-- Exercise materials follows --

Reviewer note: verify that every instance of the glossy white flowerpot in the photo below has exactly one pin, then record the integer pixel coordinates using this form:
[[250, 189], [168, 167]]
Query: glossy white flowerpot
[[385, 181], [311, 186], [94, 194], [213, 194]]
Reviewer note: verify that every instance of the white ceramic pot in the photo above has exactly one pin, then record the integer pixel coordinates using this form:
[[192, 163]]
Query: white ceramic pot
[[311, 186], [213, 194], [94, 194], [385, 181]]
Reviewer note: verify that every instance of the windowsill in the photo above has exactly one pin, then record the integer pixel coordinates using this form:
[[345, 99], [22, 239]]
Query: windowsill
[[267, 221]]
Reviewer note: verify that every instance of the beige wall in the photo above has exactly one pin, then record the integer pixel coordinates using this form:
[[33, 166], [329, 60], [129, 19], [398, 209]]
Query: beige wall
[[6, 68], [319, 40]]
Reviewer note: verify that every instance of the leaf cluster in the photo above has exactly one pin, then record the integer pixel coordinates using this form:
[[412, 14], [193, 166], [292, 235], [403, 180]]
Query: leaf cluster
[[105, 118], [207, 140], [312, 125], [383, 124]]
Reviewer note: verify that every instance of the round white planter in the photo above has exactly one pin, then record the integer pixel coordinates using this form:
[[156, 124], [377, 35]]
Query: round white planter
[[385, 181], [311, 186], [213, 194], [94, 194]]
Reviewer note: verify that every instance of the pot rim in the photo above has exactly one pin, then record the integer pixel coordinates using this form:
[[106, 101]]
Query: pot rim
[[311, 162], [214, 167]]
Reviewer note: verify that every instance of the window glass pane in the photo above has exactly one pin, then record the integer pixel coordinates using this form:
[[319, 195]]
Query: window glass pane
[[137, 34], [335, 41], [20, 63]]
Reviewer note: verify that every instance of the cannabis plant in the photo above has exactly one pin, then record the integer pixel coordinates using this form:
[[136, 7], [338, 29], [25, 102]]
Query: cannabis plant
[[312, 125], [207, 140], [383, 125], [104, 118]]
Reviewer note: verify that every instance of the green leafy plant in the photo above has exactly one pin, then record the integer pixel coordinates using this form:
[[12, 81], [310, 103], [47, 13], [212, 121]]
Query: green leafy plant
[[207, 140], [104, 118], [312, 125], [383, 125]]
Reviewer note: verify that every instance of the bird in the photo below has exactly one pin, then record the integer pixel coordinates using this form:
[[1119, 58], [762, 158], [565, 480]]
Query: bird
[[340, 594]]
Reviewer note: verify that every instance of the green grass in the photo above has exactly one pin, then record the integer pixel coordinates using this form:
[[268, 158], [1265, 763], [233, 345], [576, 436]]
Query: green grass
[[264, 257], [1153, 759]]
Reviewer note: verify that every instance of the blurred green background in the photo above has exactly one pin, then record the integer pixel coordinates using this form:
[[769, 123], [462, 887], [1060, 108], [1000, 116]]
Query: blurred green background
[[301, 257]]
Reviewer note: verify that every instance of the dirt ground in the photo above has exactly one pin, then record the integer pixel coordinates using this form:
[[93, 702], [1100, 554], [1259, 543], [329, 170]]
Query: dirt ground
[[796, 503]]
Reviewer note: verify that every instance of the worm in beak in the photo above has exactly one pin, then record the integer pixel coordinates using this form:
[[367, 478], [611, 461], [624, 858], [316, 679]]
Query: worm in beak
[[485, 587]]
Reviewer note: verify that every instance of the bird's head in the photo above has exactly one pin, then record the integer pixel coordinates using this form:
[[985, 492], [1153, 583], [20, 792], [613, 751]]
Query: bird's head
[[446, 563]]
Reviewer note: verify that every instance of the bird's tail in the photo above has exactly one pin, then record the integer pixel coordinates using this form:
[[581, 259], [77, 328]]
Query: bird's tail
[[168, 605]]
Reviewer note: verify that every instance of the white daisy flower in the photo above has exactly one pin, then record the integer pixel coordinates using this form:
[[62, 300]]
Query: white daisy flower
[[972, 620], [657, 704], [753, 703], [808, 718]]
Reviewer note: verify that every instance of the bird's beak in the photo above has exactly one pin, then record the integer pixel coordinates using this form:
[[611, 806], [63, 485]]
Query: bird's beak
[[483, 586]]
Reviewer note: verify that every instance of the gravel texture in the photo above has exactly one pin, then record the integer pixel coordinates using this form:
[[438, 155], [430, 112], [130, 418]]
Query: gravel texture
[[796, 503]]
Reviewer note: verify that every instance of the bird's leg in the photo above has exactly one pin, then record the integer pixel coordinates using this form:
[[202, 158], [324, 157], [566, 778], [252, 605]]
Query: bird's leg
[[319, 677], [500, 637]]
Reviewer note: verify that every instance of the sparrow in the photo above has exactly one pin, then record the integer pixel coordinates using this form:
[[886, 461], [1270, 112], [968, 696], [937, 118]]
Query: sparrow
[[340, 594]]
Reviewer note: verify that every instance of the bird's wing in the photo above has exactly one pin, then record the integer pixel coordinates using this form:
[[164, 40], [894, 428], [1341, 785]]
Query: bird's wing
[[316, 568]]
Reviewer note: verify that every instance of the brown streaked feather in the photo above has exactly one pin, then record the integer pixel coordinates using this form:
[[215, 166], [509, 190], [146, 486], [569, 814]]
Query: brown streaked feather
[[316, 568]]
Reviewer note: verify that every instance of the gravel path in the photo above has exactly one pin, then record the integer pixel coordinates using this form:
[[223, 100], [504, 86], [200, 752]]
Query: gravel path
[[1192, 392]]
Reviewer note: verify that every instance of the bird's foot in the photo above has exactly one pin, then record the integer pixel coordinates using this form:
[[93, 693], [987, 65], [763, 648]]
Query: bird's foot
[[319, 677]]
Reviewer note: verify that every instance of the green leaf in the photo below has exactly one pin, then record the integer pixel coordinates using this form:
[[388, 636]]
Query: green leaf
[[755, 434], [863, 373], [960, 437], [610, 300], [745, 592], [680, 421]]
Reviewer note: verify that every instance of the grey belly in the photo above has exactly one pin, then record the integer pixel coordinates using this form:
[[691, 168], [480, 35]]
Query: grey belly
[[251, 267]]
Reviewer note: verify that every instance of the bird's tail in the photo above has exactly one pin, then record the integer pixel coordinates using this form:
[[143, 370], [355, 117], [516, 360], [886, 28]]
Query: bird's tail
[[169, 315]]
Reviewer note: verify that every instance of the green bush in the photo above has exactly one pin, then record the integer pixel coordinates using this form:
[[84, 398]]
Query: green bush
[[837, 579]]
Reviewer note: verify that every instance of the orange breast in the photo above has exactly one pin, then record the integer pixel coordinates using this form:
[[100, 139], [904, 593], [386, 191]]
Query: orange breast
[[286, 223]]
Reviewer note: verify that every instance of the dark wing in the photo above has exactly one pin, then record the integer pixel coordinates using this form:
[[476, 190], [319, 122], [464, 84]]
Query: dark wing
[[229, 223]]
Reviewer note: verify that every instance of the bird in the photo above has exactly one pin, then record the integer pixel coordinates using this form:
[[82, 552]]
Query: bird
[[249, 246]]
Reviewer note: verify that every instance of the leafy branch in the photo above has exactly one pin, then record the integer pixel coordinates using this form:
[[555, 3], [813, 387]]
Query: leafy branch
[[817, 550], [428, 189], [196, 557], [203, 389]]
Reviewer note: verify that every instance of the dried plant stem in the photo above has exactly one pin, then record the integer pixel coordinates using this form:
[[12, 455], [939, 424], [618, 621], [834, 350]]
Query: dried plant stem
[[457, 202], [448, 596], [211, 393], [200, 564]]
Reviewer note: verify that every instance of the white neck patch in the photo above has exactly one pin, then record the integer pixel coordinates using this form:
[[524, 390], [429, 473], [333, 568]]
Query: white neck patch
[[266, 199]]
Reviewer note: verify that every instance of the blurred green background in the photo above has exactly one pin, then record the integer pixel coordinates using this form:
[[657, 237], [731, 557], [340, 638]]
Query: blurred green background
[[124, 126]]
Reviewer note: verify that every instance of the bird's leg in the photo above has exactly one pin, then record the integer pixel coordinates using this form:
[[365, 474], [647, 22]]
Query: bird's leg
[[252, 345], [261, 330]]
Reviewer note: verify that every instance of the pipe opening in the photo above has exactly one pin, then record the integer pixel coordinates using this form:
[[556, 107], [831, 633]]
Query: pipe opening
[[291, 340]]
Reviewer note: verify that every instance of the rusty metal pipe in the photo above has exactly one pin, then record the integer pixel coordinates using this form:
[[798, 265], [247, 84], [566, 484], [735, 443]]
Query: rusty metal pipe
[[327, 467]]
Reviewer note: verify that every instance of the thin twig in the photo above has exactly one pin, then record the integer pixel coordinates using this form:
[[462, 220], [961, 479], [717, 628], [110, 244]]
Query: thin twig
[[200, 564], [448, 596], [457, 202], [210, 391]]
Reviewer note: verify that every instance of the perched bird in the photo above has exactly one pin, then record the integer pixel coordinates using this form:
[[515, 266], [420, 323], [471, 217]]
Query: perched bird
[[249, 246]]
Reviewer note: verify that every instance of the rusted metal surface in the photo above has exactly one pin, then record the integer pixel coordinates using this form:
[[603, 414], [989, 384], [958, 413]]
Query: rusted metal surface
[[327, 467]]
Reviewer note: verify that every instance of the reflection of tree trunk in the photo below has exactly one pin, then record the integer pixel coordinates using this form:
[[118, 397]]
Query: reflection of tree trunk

-- Exercise materials concluded --

:: Exercise description ::
Please copy out each line in the entries that mentions the string "below".

:: Solution to this exercise ::
Reviewer note: verify that every instance of the glossy white flowerpot in the photo below has exactly one pin, then record the integer pixel coordinates using this form:
Reviewer note: verify that every instance of the bird in the photo below has exactly one pin, then record the integer pixel coordinates using this form:
Reviewer note: verify that every instance of the green leaf in the photo below has exactly one pin, then record the integer pixel coordinates using this form:
Reviewer note: verify that every instance of the reflection of tree trunk in the photo below has exactly one pin, then record the integer pixel coordinates using this form:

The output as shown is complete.